▶ THE RECORDS:
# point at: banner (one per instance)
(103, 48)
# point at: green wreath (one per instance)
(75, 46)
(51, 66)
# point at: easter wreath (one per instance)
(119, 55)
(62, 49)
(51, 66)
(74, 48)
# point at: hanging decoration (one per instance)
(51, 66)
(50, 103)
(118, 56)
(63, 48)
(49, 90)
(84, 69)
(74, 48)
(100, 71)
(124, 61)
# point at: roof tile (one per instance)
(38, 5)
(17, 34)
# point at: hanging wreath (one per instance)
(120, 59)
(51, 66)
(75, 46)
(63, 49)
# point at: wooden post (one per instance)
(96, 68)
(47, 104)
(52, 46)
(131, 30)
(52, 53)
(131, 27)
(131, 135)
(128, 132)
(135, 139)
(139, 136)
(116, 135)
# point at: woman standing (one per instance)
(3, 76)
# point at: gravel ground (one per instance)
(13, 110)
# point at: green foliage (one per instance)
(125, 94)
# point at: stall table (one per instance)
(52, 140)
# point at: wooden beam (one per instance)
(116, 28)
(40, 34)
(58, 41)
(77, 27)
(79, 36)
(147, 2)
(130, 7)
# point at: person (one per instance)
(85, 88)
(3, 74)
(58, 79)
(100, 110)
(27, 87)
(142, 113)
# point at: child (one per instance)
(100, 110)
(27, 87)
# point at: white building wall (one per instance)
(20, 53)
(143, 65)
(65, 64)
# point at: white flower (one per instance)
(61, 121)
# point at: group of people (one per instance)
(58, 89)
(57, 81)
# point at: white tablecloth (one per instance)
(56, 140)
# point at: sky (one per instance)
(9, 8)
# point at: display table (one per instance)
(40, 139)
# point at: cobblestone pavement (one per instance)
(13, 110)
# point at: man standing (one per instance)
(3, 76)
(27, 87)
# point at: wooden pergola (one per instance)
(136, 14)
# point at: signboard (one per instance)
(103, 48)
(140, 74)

▶ WHAT NEEDS TO BE DONE: Please recast the part of the data above, from the line containing "# point at: group" through the final line, as a JSON list of strings with one string per line. Include both ends and leave out blank lines.

▶ EXERCISE OUTPUT:
[
  "# point at: group of people (one per instance)",
  "(58, 89)",
  "(57, 81)",
  "# point at: white tablecloth (one per instance)",
  "(56, 140)",
  "# point at: sky (one per instance)",
  "(9, 8)",
  "# point at: display table (one per instance)",
  "(40, 139)",
  "# point at: cobblestone pavement (one per instance)",
  "(13, 110)",
  "# point at: man standing (one per instance)",
  "(3, 76)",
  "(27, 87)",
  "# point at: wooden pergola (one per instance)",
  "(136, 14)",
  "# point at: signboard (one per instance)",
  "(103, 48)",
  "(140, 74)"
]